* [Verilen Görev 1] Kayıtlarda "backpack" sözcüğünü içeren her satırı belirleyiniz ve bu satırları eksiksiz olarak aktarınız.

* [Verilen Metin]
--*--

Şu anda siyasî olarak; Müslümanların gücü ve İslam’ın hâkim olmaması bakımından Mekke Dönemi’ne benzediği doğrudur. Ama din tamamlanmıştır. Böyle söyleyenler; “Mekke’de zekât farz değildi şimdi de öyle olsun” demek istiyorlar. Buna göre Mekke’deyken içki de faizde haram değildi. “O zaman onlar da bugün haram olmasın” diyemeyiz. Çünkü din tamamlanmıştır. Bulunduğumuz memlekette dinimizin ne kadarını yaşayabiliyorsak o kadarını yaşamalı, yaşayamadığımız kısmı için de yaşayabileceğimiz bir ortam sağlamaya, memleketimizi düzeltmeye çalışmalıyız.

--*--

* [Sağlanan Bilgiler]
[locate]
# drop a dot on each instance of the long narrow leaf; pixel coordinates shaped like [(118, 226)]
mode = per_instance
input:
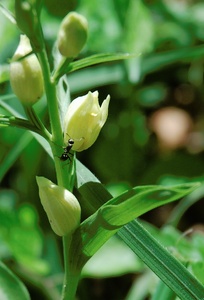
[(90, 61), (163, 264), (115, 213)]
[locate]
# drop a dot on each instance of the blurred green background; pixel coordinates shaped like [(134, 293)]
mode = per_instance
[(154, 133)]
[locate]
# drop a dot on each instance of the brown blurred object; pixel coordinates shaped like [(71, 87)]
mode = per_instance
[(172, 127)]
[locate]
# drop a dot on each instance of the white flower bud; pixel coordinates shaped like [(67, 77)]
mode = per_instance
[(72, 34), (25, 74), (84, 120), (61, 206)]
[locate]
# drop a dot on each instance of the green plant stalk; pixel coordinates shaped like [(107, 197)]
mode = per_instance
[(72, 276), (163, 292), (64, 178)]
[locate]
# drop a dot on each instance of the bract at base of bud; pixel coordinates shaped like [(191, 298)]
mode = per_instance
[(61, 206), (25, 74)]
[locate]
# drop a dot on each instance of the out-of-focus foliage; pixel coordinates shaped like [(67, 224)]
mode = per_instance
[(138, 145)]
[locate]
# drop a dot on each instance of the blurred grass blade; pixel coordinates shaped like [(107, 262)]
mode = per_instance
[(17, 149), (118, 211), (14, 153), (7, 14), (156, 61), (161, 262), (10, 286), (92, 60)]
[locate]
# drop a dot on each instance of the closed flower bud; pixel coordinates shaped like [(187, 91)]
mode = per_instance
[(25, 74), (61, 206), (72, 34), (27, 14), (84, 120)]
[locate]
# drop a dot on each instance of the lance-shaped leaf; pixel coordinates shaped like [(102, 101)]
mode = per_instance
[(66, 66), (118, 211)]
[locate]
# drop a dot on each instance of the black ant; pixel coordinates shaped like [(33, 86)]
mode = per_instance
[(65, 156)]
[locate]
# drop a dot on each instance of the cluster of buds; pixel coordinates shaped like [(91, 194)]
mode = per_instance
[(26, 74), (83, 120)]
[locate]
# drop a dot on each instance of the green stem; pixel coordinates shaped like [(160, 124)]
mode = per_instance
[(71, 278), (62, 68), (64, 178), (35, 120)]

--*--

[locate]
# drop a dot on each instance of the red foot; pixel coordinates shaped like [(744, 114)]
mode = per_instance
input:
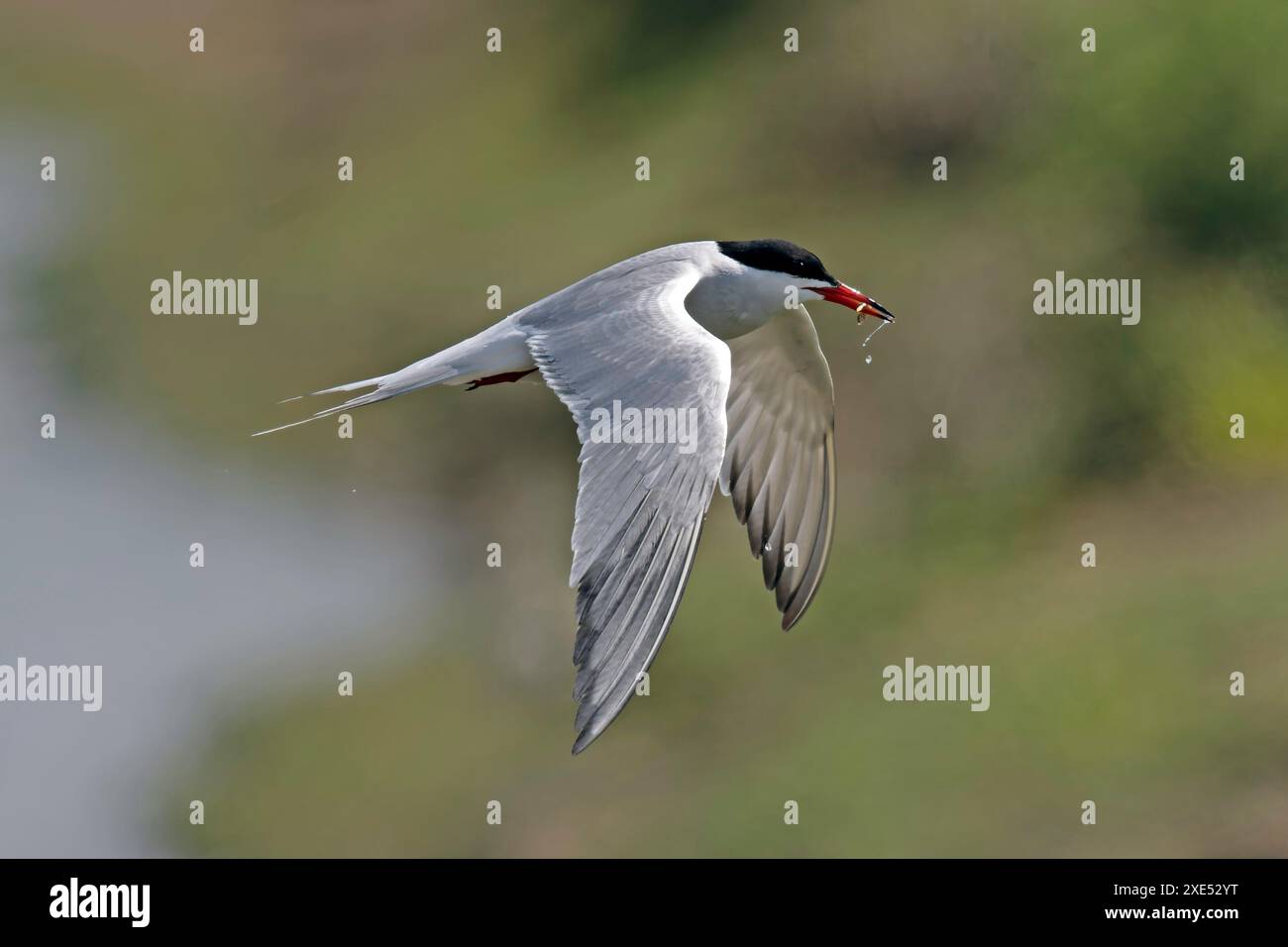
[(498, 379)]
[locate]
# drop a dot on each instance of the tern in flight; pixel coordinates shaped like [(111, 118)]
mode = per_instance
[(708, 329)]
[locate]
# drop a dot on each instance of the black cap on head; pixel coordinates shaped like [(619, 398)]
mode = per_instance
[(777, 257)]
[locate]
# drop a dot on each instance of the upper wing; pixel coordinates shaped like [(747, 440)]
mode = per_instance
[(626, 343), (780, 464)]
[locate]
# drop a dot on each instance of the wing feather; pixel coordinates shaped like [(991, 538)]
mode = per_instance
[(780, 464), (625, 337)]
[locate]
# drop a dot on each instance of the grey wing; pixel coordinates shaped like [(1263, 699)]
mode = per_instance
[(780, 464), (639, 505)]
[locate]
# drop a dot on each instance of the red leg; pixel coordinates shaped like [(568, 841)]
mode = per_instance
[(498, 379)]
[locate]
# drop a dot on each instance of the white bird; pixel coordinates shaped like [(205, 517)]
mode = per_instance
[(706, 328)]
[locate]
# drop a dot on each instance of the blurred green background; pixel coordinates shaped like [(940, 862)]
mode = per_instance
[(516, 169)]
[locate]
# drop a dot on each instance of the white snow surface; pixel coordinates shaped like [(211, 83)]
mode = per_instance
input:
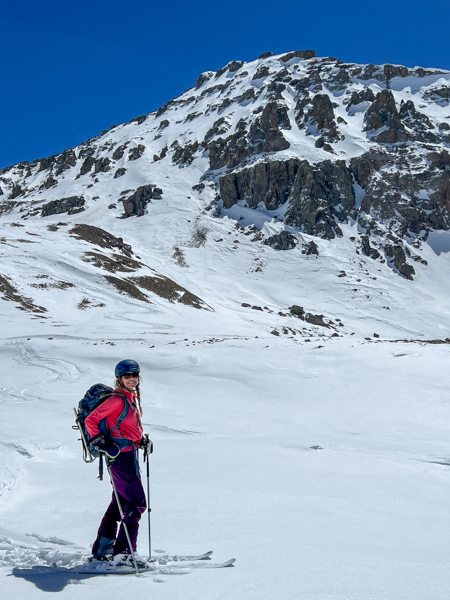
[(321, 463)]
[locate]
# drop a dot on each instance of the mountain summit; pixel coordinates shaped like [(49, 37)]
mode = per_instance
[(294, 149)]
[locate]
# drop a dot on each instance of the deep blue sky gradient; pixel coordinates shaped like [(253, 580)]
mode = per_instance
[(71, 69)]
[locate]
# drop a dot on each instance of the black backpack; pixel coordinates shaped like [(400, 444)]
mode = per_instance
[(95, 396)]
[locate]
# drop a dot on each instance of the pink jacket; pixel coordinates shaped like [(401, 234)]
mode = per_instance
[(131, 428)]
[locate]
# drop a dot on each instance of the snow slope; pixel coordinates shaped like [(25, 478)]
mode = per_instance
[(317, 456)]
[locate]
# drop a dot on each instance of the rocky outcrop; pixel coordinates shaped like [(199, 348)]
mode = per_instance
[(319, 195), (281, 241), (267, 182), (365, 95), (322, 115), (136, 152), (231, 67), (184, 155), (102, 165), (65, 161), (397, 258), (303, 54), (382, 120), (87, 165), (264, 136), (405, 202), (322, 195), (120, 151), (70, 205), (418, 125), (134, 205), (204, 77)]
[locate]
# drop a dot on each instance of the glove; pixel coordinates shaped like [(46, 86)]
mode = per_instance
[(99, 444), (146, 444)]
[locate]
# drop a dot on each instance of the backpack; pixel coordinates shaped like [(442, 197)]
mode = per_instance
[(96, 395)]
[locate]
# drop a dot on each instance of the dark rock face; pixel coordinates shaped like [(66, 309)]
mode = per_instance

--*--

* [Verilen Görev 2] Mekke Dönemi hakkındaki metinde "Şu anda siyasî" ifadesinden "memleketimizi düzeltmeye çalışmalıyız." ifadesine kadar uzanan bölümü hiçbir değişiklik yapmadan yazıya geçiriniz.

* [Cevap 1]
# drop a dot on each instance of the black backpack; pixel coordinates shaped like [(400, 444)]
# drop a dot on each instance of the backpack; pixel coordinates shaped like [(442, 197)]

* [Cevap 2]
Şu anda siyasî olarak; Müslümanların gücü ve İslam’ın hâkim olmaması bakımından Mekke Dönemi’ne benzediği doğrudur. Ama din tamamlanmıştır. Böyle söyleyenler; “Mekke’de zekât farz değildi şimdi de öyle olsun” demek istiyorlar. Buna göre Mekke’deyken içki de faizde haram değildi. “O zaman onlar da bugün haram olmasın” diyemeyiz. Çünkü din tamamlanmıştır. Bulunduğumuz memlekette dinimizin ne kadarını yaşayabiliyorsak o kadarını yaşamalı, yaşayamadığımız kısmı için de yaşayabileceğimiz bir ortam sağlamaya, memleketimizi düzeltmeye çalışmalıyız.